WORK TO BE COMPLETED - What is needed here is each entry reproduced exactly, without its pictures.

───── THE DATA

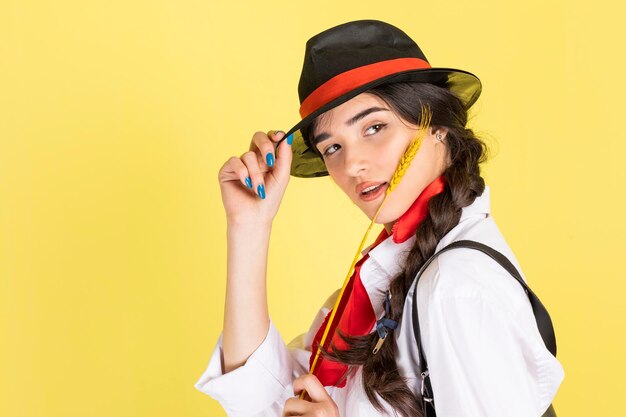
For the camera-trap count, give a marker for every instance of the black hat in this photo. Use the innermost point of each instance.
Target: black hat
(346, 60)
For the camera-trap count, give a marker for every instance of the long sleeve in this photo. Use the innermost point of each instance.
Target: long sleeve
(485, 355)
(263, 383)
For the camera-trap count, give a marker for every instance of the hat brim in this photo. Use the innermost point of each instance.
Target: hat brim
(306, 163)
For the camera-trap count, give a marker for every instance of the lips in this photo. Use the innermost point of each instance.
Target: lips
(362, 186)
(374, 194)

──────────

FINAL ANSWER -
For the camera-trap count, give a marker for every instance of the black hat in this photo. Use the innermost point of each instance.
Target: black hat
(346, 60)
For the camera-trap count, give a marker for every instance of the long sleeve in this photo. Use the innermost point of each instance.
Target: long sleeve
(485, 355)
(263, 383)
For the camera-trap count, give a marker for every instance of the hat brim in this photo. Use the innermost point of each instance.
Target: hat brim
(306, 163)
For the camera-trap count, give a marker for every instance of the lips in this photo. Use the innermost point of each instance.
Target: lips
(362, 186)
(374, 194)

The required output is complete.